| Aim of the exercise |
Lines with the word "drawer" are the answer; copy each of them from the data below.

====

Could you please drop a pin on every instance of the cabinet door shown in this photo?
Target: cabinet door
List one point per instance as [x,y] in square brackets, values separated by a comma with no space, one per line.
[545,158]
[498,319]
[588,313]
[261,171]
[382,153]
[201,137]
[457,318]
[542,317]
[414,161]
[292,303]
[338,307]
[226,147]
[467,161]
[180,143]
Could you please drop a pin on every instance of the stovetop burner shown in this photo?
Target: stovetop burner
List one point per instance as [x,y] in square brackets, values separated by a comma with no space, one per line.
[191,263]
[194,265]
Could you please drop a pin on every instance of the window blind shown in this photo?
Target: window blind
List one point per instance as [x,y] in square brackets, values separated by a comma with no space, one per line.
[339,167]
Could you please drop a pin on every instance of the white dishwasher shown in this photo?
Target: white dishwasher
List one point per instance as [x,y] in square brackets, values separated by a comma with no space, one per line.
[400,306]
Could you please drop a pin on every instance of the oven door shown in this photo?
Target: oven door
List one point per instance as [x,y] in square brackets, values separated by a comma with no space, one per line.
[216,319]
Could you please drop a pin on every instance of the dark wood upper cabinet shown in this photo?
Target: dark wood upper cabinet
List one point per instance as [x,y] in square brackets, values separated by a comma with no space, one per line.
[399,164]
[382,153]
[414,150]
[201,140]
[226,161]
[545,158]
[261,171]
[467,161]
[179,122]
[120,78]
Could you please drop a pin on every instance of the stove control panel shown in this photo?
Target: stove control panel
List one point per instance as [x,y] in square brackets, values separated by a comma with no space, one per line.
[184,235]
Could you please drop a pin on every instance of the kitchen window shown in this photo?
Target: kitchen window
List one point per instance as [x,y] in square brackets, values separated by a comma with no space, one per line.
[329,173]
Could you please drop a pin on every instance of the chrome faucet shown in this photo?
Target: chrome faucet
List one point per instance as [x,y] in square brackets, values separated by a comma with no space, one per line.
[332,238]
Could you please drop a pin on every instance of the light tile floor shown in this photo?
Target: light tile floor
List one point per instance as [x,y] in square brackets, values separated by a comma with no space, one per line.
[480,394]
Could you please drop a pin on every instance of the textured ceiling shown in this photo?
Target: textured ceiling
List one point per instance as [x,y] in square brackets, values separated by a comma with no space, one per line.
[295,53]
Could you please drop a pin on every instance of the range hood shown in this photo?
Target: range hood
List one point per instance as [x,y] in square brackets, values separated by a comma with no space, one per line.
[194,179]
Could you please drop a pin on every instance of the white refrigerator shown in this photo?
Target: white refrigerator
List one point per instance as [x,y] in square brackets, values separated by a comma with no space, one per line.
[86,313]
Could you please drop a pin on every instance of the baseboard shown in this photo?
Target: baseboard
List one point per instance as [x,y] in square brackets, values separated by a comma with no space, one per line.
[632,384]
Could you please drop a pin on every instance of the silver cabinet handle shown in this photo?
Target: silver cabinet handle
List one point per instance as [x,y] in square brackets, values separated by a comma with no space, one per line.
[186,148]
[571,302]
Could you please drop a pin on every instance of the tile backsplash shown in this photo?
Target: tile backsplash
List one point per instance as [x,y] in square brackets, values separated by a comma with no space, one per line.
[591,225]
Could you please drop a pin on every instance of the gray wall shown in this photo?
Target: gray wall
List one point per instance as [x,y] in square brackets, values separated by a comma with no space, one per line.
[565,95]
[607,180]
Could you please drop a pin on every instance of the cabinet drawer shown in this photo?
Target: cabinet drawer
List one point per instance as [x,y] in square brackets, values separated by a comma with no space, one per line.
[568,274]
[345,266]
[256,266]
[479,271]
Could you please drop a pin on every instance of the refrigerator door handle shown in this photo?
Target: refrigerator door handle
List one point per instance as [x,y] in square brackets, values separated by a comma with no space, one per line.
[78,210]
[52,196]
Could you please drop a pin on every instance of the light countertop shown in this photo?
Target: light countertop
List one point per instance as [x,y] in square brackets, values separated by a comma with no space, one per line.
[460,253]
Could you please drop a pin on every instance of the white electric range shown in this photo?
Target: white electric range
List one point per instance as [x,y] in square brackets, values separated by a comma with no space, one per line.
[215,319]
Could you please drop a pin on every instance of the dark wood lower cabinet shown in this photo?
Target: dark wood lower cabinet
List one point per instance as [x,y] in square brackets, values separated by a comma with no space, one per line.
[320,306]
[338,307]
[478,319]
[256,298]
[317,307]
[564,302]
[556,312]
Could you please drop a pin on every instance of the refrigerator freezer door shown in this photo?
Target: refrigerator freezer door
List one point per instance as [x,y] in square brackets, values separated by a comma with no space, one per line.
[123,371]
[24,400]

====

| Task answer |
Could you please drop a pin on every instance of the cabinet drawer shown in this photo?
Target: cabinet drawer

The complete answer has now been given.